▶ **OBJECTIF DE L'EXERCICE**
Poursuivez le texte sur la république comme chose publique à partir de sa dernière phrase.

▶ **PAGE**
══════════════════════════════

En second lieu, dès lors qu’elle cesse d’être la propriété, le bien exclusif de l’aristocratie, la république devient le bien commun de tous, au sens strict la chose publique. Les biens publics sont des biens dont tous peuvent jouir à égalité et qui ne peuvent être l’objet d’une appropriation privée : chacun peut jouir de l’ombre des arbres centenaires et des bassins du jardin public comme s’il en était le propriétaire mais personne ne peut exclure quiconque de cette jouissance, précisément parce qu’il n’en est pas le propriétaire direct en tant que personne civile, précisément parce qu’il n’en est le propriétaire que comme membre du corps collectif de la république.

En troisième lieu, la république présuppose un espace public, un espace dans lequel les citoyens peuvent se reconnaître dans leur pluralité. L’espace public ne se réduit pas au forum politique. Il inclut toutes les institutions par lesquelles chacun peut avoir le sentiment d’appartenir à un corps commun. Ainsi, par exemple, l’école, la culture, et plus généralement tout ce en quoi la communauté peut s’identifier. Sur ce point, le libéralisme est également antirépublicain puisqu’il se donne comme objectif de réduire au minimum cet espace public : au cours des deux dernières décennies, on a assisté à une privatisation massive de ce « commonwealth ». Les libéraux qui se veulent les défenseurs de la propriété ont procédé à une expropriation massive de la grande majorité des citoyens. Les grands services publics, propriété de la nation, propriété indivise de chaque citoyen, ont été transformés en propriété privée d’une oligarchie financière.

══════════════════════════════

[Extraits de données de régions annotées]

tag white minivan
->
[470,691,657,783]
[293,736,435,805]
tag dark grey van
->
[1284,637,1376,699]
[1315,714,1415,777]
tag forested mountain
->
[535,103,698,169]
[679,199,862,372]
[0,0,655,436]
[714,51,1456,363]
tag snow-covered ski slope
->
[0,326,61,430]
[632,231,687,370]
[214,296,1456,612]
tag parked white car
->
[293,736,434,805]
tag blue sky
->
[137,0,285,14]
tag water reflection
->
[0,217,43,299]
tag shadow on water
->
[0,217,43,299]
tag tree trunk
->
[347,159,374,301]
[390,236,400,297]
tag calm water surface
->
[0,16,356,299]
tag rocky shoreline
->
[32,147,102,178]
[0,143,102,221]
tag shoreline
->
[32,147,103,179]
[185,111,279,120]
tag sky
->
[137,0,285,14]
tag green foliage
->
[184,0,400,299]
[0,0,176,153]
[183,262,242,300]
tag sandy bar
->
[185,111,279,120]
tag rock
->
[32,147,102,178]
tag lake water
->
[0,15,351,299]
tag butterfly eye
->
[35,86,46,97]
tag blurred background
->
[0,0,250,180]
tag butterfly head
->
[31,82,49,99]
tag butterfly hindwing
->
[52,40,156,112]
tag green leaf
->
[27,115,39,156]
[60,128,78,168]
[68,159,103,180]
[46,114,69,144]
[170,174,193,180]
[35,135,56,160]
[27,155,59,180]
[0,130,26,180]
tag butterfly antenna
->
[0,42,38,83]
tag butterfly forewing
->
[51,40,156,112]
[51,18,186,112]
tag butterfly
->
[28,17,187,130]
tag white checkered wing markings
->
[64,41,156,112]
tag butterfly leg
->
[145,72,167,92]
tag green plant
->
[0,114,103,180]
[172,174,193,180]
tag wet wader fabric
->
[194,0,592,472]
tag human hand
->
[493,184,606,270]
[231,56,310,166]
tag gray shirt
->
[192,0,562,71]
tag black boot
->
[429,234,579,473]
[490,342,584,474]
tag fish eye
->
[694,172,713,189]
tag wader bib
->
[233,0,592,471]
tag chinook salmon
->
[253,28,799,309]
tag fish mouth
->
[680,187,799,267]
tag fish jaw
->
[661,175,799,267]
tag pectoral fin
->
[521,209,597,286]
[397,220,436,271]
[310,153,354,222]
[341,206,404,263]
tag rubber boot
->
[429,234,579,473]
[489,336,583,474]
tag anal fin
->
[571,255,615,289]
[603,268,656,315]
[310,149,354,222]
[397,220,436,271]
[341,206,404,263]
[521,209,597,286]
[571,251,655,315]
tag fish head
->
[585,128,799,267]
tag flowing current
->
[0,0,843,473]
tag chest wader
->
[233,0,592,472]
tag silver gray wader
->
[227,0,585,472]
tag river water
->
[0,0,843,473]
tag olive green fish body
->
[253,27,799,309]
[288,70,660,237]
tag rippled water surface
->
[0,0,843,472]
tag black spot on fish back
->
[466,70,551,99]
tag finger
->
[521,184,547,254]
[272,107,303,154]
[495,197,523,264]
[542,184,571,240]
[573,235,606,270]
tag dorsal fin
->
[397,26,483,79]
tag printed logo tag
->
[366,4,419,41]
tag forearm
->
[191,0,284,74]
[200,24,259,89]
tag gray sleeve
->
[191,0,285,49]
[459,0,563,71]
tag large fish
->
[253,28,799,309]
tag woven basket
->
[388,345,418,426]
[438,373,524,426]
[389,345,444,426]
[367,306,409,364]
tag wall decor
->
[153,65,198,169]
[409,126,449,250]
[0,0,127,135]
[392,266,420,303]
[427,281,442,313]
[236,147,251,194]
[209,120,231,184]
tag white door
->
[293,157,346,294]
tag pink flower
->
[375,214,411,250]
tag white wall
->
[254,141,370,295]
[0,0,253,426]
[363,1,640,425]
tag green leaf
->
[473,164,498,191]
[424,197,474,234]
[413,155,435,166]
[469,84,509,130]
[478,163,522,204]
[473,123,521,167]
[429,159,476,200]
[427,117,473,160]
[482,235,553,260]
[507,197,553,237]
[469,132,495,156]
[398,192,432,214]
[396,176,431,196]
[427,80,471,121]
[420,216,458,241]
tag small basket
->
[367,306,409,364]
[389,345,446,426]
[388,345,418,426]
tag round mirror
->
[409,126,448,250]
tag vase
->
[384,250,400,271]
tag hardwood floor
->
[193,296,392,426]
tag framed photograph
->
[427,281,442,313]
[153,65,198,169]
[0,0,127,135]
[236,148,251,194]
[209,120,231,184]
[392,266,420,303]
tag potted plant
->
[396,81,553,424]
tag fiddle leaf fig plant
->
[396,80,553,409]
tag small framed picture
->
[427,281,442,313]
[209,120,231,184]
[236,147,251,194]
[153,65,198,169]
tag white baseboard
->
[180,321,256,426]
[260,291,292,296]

══════════════════════════════

▶ **RÉSULTAT FINAL**
La république et la lutte des classes

Les radicaux français, ceux de la IIIe République, avaient rêvé de la possibilité d’une république qui soit compatible avec l’économie capitaliste et le libéralisme économique. Par ses efforts individuels et grâce à des institutions comme l’école, chacun devait pouvoir accéder à la prospérité et à la propriété et donc participer pleinement à la vie de la nation.

Sous la pression et la menace soviétique, l’État social modèle 1945 visait à combiner un « fond de sauce » capitaliste et les institutions permettant l’intégration de tous à la prospérité générale à travers la protection sociale et d’importants coups de hache portés contre le sacro-saint principe de la propriété privée des moyens de production. Dans certains pays européens (la Grande-Bretagne ou l’Autriche) la majeure partie de l’industrie, des transports et du système bancaire, dans le cas de la France, a été nationalisée. La fin de la menace soviétique a permis à l’oligarchie financière de se débarrasser des contraintes du compromis de 1945 et d’engager un vaste mouvement d’expropriation des biens collectifs, avec la volonté à peine déguisée de réduire toute une partie de la population à l’état de clochards à qui l’on pourrait ensuite appliquer les lois sur les pauvres et l’enfermement dans les maisons de travail. Les réductions drastiques de l’assurance-chômage, les mesures dites d’insertion ou les plans de retour à l’emploi s’inscrivent pleinement dans cette perspective.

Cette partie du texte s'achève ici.